Analyzing Direct Reports Fairly
As you step into the role of a manager, you may feel as though everyone expects you to be perfect. But you're human and you're going to make mistakes.
One of the areas in which mistakes are likely to happen is the way you treat your employees. Fairness is essential in your role, and people are watching to make sure you are treating everyone the same.
How Do You Define "Fair?"
Before you can begin to create a set of rules to ensure you treat everyone the same way, you need to define what "fair" means to you. For many managers, it means:
- Following the rules – When you're leading others, you need to know the rules and apply the rules in every situation. Doing so shows that you believe everyone to be the same in the office and that everyone will be held accountable for breaking said rules.
- Following the rules every time – Even when situations happen among friends or others that you don't want to call to task for not following the rules, being fair means you will follow the rules every single time.
- Being willing to be flexible in certain circumstances – There will be situations in which you might want to not follow the rules or you need to change the rules. This would only happen in extreme circumstances or after a long period of thought.
- Not showing favoritism – When you are in a company where your family or friends are employed, you need to make sure they are subject to the same rules and guidelines that everyone else has to follow.
- Being consistent – This tip goes along with the rest of the list, but in order to be fair, you need to be consistent in what you do and why you do it.
In the end, you are the only person who can define what "fair" means in your company. You will also be the person who will need to respond to those who may not share your same definition of what is fair and right.

**Goal**
Please decide whether each statement agrees with the text above on treating direct reports fairly, and answer yes or no with the text's deciding words quoted: (a) Being fair means following the rules even when friends are involved. (b) A manager should change the rules whenever an employee asks. (c) Someone other than the manager defines what "fair" means in the company.

**Data block**
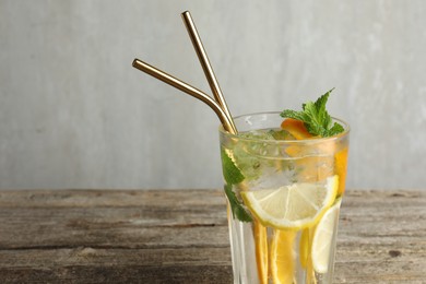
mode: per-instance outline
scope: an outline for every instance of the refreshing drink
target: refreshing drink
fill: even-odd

**Full response**
(a) Yes: "Even when situations happen among friends or others that you don't want to call to task for not following the rules, being fair means you will follow the rules every single time."
(b) No: "This would only happen in extreme circumstances or after a long period of thought."
(c) No: "In the end, you are the only person who can define what "fair" means in your company."